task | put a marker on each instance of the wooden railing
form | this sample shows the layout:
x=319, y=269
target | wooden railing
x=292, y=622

• **WHAT IS NEEDED**: Repeat the material above verbatim.

• **RESPONSE**:
task | put a marker on each instance of the wooden railing
form | this sample shows the layout:
x=319, y=269
target | wooden railing
x=292, y=622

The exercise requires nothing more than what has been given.